*Aim of the task*. Starting at the line with "For the benchmark, point to the wooden", transcribe each line through the final one, both included, and add nothing.

*Material supplied*.
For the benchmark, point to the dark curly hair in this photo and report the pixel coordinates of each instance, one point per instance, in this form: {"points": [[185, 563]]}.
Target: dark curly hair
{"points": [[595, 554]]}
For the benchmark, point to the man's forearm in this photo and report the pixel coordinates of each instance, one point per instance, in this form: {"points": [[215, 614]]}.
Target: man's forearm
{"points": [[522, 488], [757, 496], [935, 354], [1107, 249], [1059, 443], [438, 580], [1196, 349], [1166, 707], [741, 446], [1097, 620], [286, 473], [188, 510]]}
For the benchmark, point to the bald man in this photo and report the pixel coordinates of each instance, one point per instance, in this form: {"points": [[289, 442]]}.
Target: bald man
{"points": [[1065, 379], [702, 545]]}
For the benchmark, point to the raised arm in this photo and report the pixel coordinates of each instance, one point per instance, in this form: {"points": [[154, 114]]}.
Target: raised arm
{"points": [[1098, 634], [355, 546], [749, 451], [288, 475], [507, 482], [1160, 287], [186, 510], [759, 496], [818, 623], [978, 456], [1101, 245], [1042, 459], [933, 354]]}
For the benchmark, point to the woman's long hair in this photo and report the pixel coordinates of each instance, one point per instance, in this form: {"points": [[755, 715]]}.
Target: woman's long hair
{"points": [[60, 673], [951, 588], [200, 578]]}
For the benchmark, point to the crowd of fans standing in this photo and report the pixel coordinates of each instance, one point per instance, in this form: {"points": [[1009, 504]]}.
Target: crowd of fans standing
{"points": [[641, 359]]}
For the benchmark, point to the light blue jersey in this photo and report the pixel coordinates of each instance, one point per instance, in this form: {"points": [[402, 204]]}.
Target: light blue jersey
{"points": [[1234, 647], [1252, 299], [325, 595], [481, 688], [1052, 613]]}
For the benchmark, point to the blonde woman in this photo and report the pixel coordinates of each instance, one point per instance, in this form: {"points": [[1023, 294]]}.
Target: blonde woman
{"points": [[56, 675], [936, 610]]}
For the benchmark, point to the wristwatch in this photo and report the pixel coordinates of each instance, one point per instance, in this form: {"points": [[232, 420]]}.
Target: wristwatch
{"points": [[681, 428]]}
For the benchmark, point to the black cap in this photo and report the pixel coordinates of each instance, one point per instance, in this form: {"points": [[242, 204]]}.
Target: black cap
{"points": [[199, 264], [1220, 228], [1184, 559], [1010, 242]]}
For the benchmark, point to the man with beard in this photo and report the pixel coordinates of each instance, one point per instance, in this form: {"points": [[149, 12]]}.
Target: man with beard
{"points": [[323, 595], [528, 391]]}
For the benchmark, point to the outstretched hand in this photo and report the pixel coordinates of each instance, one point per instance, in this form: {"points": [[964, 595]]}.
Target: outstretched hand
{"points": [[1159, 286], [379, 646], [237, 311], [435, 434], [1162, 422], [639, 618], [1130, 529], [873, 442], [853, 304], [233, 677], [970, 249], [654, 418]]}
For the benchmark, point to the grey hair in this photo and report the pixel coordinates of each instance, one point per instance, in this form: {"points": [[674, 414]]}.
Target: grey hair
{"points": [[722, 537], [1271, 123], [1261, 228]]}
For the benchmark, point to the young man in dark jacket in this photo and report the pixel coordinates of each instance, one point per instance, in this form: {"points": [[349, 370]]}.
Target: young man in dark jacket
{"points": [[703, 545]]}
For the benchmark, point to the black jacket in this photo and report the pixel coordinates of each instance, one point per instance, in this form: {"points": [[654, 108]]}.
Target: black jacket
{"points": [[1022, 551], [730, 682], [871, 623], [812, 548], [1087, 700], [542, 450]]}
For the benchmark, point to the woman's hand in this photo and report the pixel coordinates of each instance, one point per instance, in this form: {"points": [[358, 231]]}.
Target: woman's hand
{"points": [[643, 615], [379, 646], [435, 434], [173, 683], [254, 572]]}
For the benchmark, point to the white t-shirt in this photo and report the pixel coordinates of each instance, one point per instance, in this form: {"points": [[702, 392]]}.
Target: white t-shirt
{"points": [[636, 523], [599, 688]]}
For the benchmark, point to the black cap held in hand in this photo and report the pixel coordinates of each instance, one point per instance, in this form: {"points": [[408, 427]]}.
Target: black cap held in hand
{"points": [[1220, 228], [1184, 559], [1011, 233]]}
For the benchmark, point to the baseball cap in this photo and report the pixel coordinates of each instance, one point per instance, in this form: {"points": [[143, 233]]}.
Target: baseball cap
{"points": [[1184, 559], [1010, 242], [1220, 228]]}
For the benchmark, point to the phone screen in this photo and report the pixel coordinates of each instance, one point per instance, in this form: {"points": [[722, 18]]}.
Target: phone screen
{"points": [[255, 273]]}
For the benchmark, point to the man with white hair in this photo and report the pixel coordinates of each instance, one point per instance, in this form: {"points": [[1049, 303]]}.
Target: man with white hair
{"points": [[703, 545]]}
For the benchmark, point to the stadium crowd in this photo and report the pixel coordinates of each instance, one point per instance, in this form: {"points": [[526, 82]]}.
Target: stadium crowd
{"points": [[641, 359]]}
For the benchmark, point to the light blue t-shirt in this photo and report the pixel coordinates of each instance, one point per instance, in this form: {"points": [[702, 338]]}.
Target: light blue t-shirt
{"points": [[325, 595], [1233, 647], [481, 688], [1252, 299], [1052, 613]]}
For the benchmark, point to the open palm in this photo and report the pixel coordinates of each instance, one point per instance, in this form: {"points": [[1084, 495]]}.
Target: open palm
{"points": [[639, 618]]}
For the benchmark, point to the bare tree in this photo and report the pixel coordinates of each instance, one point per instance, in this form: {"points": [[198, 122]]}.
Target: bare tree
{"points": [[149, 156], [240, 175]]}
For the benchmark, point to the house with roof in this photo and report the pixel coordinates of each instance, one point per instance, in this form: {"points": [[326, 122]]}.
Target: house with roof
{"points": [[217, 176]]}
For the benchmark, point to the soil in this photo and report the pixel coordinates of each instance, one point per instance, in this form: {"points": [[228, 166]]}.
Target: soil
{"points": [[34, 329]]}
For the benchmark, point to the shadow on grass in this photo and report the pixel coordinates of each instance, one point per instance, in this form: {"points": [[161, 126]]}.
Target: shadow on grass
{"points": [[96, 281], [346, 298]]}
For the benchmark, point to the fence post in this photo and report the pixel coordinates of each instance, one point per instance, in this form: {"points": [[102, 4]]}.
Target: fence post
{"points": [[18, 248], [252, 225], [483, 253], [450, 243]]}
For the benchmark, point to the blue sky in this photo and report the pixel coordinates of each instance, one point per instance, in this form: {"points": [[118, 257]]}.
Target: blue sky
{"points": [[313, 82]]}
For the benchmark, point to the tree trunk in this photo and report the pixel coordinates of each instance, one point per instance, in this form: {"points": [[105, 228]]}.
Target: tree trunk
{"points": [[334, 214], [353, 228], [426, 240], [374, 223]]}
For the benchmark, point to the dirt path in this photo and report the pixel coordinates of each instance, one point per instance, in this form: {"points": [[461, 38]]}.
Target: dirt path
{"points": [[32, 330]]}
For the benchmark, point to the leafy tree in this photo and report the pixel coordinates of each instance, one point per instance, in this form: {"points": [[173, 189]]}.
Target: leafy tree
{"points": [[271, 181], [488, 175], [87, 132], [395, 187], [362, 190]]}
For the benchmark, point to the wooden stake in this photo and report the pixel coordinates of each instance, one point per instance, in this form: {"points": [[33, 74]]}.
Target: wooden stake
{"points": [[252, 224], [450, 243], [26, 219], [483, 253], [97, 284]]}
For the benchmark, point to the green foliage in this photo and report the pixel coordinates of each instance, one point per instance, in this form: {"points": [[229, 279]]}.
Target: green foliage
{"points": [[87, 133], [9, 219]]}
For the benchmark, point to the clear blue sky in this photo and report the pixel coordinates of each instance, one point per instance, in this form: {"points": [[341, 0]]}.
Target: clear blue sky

*Correct output*.
For the benchmark, point to the wooden stake in this photo and report the pixel coordinates of each instance, one point per instance, in this form: {"points": [[33, 74]]}.
Target: wooden stake
{"points": [[252, 224], [450, 243], [26, 219], [483, 253], [97, 284]]}
For the benchmark, point to the green foliage in this photo and report the pixel coordinates of each instance, one point per instance, in this form: {"points": [[229, 279]]}.
Target: green foliage
{"points": [[87, 133], [9, 219]]}
For the benchmark, point to the clear blue sky in this photo and report the pixel coordinates of each instance, one point per instance, in this form: {"points": [[341, 0]]}.
Target: clear blue sky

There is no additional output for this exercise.